[Pointing entries for labeled objects]
↓↓↓

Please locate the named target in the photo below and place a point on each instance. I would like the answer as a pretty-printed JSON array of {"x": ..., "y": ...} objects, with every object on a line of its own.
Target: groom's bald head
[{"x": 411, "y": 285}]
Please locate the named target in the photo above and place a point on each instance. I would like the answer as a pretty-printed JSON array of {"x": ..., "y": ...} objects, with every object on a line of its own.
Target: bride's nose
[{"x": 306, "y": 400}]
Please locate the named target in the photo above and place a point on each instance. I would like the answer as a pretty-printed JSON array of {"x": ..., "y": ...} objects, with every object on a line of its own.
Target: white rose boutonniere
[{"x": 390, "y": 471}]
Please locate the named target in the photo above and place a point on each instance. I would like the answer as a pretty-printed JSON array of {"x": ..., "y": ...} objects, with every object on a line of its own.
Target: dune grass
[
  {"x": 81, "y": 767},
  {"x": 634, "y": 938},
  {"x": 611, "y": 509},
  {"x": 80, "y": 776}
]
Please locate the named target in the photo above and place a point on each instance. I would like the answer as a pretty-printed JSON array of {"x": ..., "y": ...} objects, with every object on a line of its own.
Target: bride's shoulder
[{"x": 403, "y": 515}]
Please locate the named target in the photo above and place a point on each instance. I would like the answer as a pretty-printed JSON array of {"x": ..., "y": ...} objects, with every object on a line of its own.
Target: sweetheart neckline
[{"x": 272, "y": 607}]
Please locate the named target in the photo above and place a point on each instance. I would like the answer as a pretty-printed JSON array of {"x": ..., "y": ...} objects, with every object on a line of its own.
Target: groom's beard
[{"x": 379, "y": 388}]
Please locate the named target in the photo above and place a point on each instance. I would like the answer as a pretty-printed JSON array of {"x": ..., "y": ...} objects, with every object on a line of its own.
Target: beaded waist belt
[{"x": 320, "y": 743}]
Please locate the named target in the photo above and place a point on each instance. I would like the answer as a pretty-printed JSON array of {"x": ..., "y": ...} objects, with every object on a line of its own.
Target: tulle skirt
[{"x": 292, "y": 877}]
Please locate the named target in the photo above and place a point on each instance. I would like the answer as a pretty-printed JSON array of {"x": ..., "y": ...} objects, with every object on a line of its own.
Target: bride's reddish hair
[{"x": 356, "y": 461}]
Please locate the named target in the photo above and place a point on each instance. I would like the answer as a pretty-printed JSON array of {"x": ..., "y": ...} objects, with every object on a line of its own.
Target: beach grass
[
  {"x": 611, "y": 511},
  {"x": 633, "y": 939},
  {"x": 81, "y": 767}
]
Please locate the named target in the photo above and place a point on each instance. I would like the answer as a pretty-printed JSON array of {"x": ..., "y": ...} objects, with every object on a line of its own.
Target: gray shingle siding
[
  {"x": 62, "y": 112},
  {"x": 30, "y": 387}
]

↑↑↑

■ **Exercise objective**: Filter the data above and keep only the lines that contain the word "bride", reproducing each of those lines in full.

■ **Problem solution**:
Target: bride's nose
Target: bride's shoulder
Target: bride's reddish hair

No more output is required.